PROBLÈMES À RÉSOUDRE:
A: D'après l'extrait, à quelle date et en quel lieu le général Gouraud a-t-il proclamé l'État du Grand Liban ?
B: Quelles catégories de personnes affluaient au Liban à partir du XVIIe siècle, selon l'extrait ? Énumérez-les toutes.

EXTRAIT:
Lettre ouverte à Macron : les causes de la fronde des Libanais

« Le navire sur lequel nous sommes embarqués est désormais à la dérive, sans cap, sans destination, sans visibilité, sans boussole, sur une mer houleuse, et qu’il faudrait un sursaut, d’urgence, pour éviter le naufrage.  »

Amin Maalouf

Monsieur le Président Emmanuel Macron,

Depuis des siècles, la France et le Liban entretiennent des liens puissants de confiance et d’amitié, des liens culturels et financiers, forgés tout au long de l’histoire. Bien avant la proclamation solennelle de l’État du Grand Liban, le 1er septembre 1920 au Palais des Pins par le général Gouraud, c’est à partir du XVIIe siècle que poètes, orientalistes, pèlerins, commerçants, sériciculteurs affluaient au Liban. Les uns, épris par la beauté du paysage et voyant la réalisation d’un rêve biblique familier, les autres, attirés par une impression spiritualiste, se trouvaient touchés dans leur sens et leur esprit ! Un Volney, un Nerval, un Lamartine, des Portalis témoignent de ce propos. Il y a cinquante ans, le général de Gaulle, recevant à l’Élysée le président Charles Hélou, disait : « Depuis toujours, le Liban apparaît aux Français comme la porte de l’Orient, et depuis plusieurs siècles, la voix de l’Occident est, pour les Libanais, avant tout celle de la France. »

ÉCHANTILLON DE DONNÉES:
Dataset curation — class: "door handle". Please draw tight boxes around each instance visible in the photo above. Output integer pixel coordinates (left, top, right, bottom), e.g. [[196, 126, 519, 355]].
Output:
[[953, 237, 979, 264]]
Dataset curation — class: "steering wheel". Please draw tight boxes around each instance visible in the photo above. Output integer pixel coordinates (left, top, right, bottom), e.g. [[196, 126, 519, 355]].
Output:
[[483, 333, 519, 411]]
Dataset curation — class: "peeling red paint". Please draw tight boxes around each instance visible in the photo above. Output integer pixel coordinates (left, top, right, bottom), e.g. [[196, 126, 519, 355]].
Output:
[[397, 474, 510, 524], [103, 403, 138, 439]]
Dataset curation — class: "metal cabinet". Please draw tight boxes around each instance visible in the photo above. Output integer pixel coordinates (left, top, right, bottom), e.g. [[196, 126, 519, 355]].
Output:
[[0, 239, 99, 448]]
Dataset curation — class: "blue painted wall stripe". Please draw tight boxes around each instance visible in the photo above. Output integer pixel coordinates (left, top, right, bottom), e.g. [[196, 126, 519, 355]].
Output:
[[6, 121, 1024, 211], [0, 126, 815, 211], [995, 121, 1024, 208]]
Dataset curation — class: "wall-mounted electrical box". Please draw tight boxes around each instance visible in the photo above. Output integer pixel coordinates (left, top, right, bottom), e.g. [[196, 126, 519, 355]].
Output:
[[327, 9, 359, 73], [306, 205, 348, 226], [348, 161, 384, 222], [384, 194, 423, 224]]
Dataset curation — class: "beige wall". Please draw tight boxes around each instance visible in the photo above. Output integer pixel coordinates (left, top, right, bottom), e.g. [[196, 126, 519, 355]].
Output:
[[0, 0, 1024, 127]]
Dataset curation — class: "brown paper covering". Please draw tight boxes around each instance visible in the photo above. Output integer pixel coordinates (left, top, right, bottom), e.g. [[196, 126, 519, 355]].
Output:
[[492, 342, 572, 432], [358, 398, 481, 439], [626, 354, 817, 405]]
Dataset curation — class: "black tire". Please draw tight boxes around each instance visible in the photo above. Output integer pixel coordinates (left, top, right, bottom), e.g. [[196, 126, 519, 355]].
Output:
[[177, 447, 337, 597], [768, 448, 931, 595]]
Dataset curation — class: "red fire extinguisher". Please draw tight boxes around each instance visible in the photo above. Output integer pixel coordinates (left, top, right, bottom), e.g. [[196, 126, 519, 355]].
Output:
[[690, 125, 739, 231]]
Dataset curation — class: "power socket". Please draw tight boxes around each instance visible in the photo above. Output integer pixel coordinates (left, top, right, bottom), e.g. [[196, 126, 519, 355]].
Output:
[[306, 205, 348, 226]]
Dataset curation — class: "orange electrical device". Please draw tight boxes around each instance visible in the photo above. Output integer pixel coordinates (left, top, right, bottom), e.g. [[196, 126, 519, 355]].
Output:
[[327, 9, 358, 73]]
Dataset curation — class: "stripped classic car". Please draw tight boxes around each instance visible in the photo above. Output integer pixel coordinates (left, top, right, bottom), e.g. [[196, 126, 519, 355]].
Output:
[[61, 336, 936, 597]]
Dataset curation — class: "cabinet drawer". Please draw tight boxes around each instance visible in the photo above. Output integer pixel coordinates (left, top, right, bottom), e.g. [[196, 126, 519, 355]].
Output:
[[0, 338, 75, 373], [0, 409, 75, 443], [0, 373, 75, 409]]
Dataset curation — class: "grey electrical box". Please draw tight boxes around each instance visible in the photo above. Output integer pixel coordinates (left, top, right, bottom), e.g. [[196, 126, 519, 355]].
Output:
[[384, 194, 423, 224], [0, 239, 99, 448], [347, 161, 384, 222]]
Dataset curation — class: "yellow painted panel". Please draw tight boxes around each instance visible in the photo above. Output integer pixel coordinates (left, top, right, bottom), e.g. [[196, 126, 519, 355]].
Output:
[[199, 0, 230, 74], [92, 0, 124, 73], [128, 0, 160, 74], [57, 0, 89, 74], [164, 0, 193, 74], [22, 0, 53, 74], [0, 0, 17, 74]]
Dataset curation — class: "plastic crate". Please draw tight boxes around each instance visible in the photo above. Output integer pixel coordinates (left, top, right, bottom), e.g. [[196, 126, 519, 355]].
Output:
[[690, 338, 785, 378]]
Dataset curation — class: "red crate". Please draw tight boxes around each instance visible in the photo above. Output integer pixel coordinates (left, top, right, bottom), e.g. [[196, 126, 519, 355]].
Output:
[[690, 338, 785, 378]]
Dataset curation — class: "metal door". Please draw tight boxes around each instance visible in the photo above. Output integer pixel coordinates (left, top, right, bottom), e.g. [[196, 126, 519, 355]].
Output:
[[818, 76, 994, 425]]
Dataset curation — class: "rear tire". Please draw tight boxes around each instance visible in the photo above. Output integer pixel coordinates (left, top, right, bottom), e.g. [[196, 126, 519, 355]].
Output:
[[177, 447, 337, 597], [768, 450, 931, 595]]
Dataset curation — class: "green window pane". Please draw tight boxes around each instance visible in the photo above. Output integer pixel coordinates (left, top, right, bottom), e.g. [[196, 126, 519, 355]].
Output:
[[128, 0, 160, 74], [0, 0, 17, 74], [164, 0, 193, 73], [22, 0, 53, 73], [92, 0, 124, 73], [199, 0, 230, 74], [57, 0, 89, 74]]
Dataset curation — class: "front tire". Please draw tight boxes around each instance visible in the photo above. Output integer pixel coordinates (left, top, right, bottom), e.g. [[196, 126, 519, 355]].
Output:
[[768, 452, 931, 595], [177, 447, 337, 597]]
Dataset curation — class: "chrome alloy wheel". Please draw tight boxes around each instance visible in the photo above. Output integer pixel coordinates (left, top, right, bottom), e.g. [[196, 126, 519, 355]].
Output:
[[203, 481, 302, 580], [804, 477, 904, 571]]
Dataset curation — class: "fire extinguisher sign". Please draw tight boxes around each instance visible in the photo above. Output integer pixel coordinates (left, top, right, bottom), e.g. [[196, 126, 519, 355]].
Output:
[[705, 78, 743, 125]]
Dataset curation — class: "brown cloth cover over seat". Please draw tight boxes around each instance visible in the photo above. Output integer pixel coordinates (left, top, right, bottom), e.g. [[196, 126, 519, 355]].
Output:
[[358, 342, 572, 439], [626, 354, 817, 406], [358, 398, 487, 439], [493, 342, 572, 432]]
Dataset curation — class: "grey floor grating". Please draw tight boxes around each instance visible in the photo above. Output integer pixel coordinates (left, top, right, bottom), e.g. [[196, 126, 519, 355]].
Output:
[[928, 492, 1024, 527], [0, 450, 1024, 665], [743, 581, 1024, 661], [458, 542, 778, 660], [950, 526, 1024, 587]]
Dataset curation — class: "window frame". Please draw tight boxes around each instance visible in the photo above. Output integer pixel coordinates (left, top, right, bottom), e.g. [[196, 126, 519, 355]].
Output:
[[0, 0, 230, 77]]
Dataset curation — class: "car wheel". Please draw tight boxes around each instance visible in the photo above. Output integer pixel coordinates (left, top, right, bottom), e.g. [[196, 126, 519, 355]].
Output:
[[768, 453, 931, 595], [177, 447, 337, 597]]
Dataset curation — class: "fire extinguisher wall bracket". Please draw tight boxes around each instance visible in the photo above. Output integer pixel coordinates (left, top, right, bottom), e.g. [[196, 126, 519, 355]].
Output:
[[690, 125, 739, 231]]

CORRIGÉ DES EXERCICES:
A: Le 1er septembre 1920, au Palais des Pins.

B: Poètes, orientalistes, pèlerins, commerçants, sériciculteurs.